§ **To do**
(1) Echo, word for word, the passage of the Paul Bunyan Land article below, from "When you arrive" up to and including "attraction to another.".
(2) Continue the article on Paul Bunyan Land, given below, beginning after its final sentence.

§ **Document extract**
+ + + +

Paul Bunyan Land and This Old Farm
Updated August 12 , 2009
Laura Hasse

Original Article Posted
August 8, 2006
Mary LaPorte

Many think that Paul Bunyan Land was lost forever when it moved from Brainerd, MN, but that is far from the truth. It was relocated to This Old Farm off of Highway 18 just minutes away from Brainerd, MN. Years were spent fixing up and making new of a classic park.

When you arrive at the new Paul Bunyan Land, Babe the Blue Ox will greet you in the parking lot. Towering over everyone who enters is Paul Bunyan himself. He looks like he was just carved with fresh paint, new boots and shirt. Little kids peer up at his big eyes and duck when he says their name.

To the left of Paul is a dirt path that winds you through the park in a circle. The park is located in an open air field, not covered in pavement. You won’t be overwhelmed with vendors and thousands of spectators. Parents sit in the middle on picnic tables and watch their kids run from one attraction to another.

The park is filled with all the favorites, Olde Tyme Photos, Roller Coaster, Swings, and Bumper Cars. It even has some new things like an old fashion candy shop and a ghost mine. This isn’t just for older kids either, there are also rides for ages under five.

+ + + +

§ **Dataset entries**
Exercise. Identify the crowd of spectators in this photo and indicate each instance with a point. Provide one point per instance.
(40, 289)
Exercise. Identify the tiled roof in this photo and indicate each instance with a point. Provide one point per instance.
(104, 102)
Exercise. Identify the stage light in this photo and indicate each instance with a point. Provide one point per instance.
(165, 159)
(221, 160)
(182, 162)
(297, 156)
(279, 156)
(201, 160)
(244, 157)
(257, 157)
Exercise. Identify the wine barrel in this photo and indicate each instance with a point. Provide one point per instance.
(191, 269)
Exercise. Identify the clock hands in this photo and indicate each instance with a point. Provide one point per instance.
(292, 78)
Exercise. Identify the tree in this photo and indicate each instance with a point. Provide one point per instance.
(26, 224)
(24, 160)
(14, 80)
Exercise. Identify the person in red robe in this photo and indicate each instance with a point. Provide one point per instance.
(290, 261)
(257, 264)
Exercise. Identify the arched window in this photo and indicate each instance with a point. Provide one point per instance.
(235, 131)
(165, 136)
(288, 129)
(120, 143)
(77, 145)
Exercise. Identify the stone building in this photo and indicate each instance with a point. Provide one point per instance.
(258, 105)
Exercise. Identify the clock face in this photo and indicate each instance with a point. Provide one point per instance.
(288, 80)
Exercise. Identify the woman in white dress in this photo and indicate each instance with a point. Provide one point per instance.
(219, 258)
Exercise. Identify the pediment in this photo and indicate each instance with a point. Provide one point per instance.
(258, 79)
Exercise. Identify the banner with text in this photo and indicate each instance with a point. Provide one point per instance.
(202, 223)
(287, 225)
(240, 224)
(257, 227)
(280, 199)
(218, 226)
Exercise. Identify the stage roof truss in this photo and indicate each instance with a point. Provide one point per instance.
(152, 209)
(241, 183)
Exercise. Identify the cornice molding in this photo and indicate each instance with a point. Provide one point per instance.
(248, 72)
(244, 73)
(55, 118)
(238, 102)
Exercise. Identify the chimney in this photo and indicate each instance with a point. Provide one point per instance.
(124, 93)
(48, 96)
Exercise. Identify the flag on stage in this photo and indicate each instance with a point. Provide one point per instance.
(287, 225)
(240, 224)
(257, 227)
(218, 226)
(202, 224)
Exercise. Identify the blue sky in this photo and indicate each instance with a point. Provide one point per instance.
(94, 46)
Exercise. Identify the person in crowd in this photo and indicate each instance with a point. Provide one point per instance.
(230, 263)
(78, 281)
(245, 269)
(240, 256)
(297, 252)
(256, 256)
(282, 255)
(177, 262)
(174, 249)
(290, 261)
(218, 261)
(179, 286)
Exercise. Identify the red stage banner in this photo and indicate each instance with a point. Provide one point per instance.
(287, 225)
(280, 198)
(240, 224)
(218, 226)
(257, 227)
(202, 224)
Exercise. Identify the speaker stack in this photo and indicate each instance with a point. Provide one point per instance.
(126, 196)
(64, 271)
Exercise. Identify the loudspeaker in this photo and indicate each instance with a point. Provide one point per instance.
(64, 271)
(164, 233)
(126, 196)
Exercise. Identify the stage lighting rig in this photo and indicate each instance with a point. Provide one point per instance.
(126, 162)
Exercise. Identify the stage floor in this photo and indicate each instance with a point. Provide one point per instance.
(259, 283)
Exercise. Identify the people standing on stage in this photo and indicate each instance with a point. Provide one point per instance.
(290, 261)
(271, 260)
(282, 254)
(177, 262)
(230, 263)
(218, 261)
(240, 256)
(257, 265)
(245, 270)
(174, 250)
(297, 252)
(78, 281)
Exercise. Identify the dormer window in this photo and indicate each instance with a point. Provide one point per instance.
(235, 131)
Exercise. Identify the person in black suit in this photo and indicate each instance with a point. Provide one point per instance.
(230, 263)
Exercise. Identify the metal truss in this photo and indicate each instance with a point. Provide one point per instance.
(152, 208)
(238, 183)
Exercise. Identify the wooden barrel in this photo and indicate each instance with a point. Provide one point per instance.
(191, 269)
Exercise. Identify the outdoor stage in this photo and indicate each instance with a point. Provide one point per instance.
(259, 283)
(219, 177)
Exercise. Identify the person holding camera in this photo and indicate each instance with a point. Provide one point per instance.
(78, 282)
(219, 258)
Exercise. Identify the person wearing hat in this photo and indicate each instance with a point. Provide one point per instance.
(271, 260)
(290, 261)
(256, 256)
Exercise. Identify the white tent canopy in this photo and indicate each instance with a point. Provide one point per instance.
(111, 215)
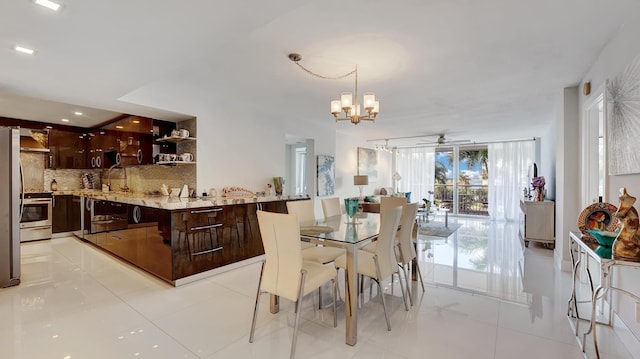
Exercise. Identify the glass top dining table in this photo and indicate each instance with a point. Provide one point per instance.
(343, 232)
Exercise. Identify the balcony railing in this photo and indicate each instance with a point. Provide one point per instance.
(472, 199)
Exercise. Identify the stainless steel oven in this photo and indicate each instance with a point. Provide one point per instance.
(36, 222)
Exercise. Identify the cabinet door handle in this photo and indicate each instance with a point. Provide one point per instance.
(199, 228)
(206, 210)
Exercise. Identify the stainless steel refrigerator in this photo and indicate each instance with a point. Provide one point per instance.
(10, 180)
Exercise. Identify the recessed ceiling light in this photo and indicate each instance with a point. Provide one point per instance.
(24, 50)
(48, 4)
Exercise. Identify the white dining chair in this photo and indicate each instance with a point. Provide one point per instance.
(284, 273)
(406, 251)
(303, 210)
(382, 264)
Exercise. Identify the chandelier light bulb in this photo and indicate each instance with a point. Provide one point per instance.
(336, 107)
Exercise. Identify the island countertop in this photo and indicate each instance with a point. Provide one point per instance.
(173, 203)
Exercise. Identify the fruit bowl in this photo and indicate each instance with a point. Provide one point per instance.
(604, 238)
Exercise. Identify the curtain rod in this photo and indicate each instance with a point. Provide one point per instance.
(468, 144)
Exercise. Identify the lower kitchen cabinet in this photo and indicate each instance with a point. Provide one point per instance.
(66, 213)
(176, 244)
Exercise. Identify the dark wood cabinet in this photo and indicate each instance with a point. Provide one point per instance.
(66, 213)
(67, 149)
(101, 148)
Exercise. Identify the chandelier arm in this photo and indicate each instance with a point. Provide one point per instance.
(354, 71)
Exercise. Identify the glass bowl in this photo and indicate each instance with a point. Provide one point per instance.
(604, 238)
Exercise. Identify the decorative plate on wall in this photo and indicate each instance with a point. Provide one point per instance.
(599, 215)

+ + + +

§ **Answers in order**
(1)
When you arrive at the new Paul Bunyan Land, Babe the Blue Ox will greet you in the parking lot. Towering over everyone who enters is Paul Bunyan himself. He looks like he was just carved with fresh paint, new boots and shirt. Little kids peer up at his big eyes and duck when he says their name.

To the left of Paul is a dirt path that winds you through the park in a circle. The park is located in an open air field, not covered in pavement. You won’t be overwhelmed with vendors and thousands of spectators. Parents sit in the middle on picnic tables and watch their kids run from one attraction to another.

(2)
One of the fantastic things about the new location is that you feel like you are “up north”. The park is clean; you can breathe in the fresh air and look out at the corn fields lining the property. There is nothing overwhelming and fast paced about it…contrary to what you may think, it’s quite relaxing.

The dirt path eventually leads you back to Paul and from there you can wander into This Old Farm Pioneer Village. To get to the village you go through the old Bunk House where you can see life sized animated figures in restored kitchens and bunks of Paul’s crew. You then walk past the animal petting barn and Chicken Coop – where real chickens will do tricks for you.

In the village itself you’ll find a barn, Blacksmith Shop, Dentist Office, Train Depot, Filling Station, Fire Station, Grainery, authentic Log House, Post Office, Print Shop, Saw Mill, Saloon, School House, Shingle Mill, Sweet Shoppe and Trading Post.

All of these are filled with thousands of antiques that relate to the buildings theme. Some of the antiques you may recognize from your childhood, while others date back to the early 1900s or older.

There are old cars parked under rusty sheds and baskets handing from ceilings. In the log house there are beds with quits tucked under stitched pillows. A foot away is a table with an antique oil lamp and bible next to a Singer sewing machine. The depots ticket station has a typewriter with a book lying beside it like someone was working there just 5 minutes ago.

You can get lost in thinking of what it may have felt like to live 100 years ago. Dolls, trinkets, and dentist chairs you wouldn’t dare sit in. The old school house is set up with desks in strait rows and books lying clumsily on top like a child had just set it down.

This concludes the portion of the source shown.